__Given problem A__.
Copy out the rows from the line containing "Every instance of the water" through the end of the rows, with both ends included, keeping every line unchanged.
═══ Text passage ═══
Ghalib’s letters to his Kashmiri friends


Extracts from ‘Urdu Letters of Mirza Asadu’llah Khan Ghalib’ (1987) by Daud Rahbar
Be it known to you, dear young friend Munshi Shiv Narain, that I had no idea that you were who you truly are. Now that I discover that you are the grandson of Nazir Bansi Dhar, I recognise you as my beloved son. Thus, from now on, if I address you in my letters as “Benevolent and Honored Friend,” it will be a sin. You are undoublty unaware of the close ties between your family and mine. Listen. In the days of Najaf Khan and Hamadani, the father of your paternal grandfather was a constant companion of my maternal grandfather, the late Khwaja Ghhulam Husain Khan. When my maternal grandfather retired, your great-grandfather too unbuckled his belt, quit service, and never accepted employment again. All of this happened before I had reached the age of reason. When I became an adult, I encountered Munshi Bansi Dhar in the constant company of Khan Sahib. The latter initiateed a lawsuit against claimants to his estate of perpetual title, the village of Kaitham, and Munshi Bansi Dhar acted as his attorney in the case. Munshi Sahib and I were about the same age – he may have been a year or so older or younger. We played chess together and became fast and loving friends. It was not unusual for us to be together until midnight. Since his house was not far, I went there whenever I liked. Between their hues and ours, the only intervening buildings were the home of Machhya Randi and two blocks of rented homes owned by my family. Our larger mason is the one which is now owned by Lakhi Chand Seth. The baradari of stone which is joined to the main entrance of this mansion was my sitting-room and lounge. Then there was the mansion known as Ghatya-vali haveli and near Salim Shah’s hovel, another mansion and another adjoining the Kala Mahal, and beyond that there was another block of rented houses called the Gadaryon-vala Katra and then another similar block called the Kashmiran vala Katra. On the roof of one of the houses in his last block, I used to fly kites and we used to have kite matches with Raja Balvan Singh. There was a veteran soldier named Vasil Khan in your family’s employ who used to collect the rents from the tenants of the block of rented houses which belonged to your grandfather.
═══ Material supplied ═══
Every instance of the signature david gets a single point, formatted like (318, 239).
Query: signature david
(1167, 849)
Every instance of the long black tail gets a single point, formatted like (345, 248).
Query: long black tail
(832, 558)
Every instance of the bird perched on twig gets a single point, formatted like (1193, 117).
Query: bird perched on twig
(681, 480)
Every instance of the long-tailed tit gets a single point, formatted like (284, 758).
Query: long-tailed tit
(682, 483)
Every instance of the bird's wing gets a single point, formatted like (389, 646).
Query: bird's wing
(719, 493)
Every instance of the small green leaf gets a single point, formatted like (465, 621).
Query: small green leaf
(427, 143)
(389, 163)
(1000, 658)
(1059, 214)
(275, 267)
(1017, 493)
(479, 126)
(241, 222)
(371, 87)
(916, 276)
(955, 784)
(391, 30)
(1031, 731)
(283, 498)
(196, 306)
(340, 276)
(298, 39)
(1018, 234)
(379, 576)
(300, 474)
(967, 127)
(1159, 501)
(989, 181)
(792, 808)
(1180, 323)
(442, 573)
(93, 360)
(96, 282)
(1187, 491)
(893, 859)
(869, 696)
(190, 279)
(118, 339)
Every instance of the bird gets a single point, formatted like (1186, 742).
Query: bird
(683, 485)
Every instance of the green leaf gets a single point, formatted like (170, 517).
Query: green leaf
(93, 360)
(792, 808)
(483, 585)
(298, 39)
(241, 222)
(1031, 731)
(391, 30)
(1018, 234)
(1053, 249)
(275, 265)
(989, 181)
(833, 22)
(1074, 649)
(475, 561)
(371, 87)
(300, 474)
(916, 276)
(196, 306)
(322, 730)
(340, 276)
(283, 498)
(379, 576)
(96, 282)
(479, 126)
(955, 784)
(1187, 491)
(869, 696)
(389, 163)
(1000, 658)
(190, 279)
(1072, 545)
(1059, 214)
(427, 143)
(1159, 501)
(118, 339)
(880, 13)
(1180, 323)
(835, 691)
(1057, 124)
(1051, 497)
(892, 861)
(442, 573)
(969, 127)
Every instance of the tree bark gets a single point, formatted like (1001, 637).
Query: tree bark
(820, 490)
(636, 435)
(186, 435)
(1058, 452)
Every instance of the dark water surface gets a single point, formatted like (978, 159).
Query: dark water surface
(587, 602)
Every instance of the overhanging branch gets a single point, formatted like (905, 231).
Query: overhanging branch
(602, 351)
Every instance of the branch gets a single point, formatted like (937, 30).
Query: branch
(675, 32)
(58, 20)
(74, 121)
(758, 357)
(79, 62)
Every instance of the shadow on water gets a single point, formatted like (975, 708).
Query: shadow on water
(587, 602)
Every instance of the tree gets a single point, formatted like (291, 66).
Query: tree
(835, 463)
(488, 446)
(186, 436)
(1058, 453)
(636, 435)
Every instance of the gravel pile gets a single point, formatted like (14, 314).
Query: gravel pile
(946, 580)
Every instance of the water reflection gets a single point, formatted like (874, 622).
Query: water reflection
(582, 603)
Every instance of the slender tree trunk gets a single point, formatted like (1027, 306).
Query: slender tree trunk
═══
__Given problem B__.
According to the letter, what game did the writer and Munshi Bansi Dhar play together?

__Exercise response A__.
Every instance of the water reflection gets a single point, formatted like (874, 622).
Query: water reflection
(582, 603)
Every instance of the slender tree trunk gets a single point, formatted like (1027, 306).
Query: slender tree trunk

__Exercise response B__.
Chess.